## BEGIN
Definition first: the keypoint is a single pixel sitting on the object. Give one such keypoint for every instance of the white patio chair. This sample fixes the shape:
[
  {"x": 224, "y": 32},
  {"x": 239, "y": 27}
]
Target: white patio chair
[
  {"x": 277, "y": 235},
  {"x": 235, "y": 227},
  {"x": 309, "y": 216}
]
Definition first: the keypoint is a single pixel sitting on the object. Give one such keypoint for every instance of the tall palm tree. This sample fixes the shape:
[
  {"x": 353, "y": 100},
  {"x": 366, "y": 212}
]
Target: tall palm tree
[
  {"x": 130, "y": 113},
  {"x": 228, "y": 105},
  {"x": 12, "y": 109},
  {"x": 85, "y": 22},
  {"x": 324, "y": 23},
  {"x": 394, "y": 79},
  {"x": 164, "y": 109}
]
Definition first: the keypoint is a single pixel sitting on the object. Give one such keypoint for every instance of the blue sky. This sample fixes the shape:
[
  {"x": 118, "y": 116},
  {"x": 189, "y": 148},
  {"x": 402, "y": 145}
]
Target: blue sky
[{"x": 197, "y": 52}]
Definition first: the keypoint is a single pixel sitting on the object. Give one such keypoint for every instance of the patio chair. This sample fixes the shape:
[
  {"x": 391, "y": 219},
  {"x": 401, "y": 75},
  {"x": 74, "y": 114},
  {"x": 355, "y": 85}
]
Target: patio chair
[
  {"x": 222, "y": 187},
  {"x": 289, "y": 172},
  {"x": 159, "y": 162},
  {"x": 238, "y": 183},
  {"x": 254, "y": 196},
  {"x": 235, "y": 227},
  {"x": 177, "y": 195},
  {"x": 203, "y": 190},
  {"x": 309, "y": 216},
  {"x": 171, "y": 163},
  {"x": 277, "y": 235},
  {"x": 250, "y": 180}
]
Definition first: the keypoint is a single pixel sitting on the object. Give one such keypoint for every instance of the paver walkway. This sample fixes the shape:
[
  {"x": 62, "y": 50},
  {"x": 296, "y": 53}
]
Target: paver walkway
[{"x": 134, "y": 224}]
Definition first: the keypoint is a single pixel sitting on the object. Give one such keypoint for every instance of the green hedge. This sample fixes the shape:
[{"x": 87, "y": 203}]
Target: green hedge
## END
Exercise
Working from the material above, retype it in its entirety without change.

The solution
Definition first: the keypoint is a single pixel sitting on the object. Give one such keypoint for every instance of the white patio chair. This sample fixes the shape:
[
  {"x": 224, "y": 32},
  {"x": 239, "y": 27}
]
Target: white patio chair
[
  {"x": 277, "y": 235},
  {"x": 235, "y": 227},
  {"x": 309, "y": 216}
]
Definition first: the keypoint is a single pixel sitting on the object. Give one such keypoint for every instance of the tall palm tree. This sample fixes the shape:
[
  {"x": 353, "y": 100},
  {"x": 366, "y": 212}
]
Target: tall palm tree
[
  {"x": 130, "y": 113},
  {"x": 228, "y": 105},
  {"x": 12, "y": 109},
  {"x": 85, "y": 22},
  {"x": 324, "y": 23},
  {"x": 394, "y": 79},
  {"x": 164, "y": 109}
]
Definition first: the keypoint is a single pixel sitting on the object. Give one such keypoint for every instance of the blue sky. This sample fixes the shape:
[
  {"x": 118, "y": 116},
  {"x": 189, "y": 148},
  {"x": 402, "y": 145}
]
Target: blue sky
[{"x": 197, "y": 52}]
Definition first: the keypoint is a single pixel sitting on the object. Give one such keypoint for every instance of the patio chair. This sample fixes the shape:
[
  {"x": 391, "y": 219},
  {"x": 401, "y": 75},
  {"x": 74, "y": 114},
  {"x": 355, "y": 85}
]
Target: patio chair
[
  {"x": 222, "y": 187},
  {"x": 289, "y": 172},
  {"x": 159, "y": 162},
  {"x": 238, "y": 183},
  {"x": 254, "y": 196},
  {"x": 235, "y": 227},
  {"x": 177, "y": 195},
  {"x": 203, "y": 190},
  {"x": 309, "y": 216},
  {"x": 171, "y": 163},
  {"x": 277, "y": 235},
  {"x": 250, "y": 180}
]
Definition first: the keypoint is a single pixel sitting on the object. Give one such keypoint for every instance of the paver walkway. This sample fixes the shape:
[
  {"x": 62, "y": 50},
  {"x": 296, "y": 53}
]
Target: paver walkway
[{"x": 134, "y": 224}]
Definition first: the keypoint is a single pixel sitting on the object. Give one such keypoint for every instance of the green hedge. This sample fixes the shape:
[{"x": 87, "y": 203}]
Target: green hedge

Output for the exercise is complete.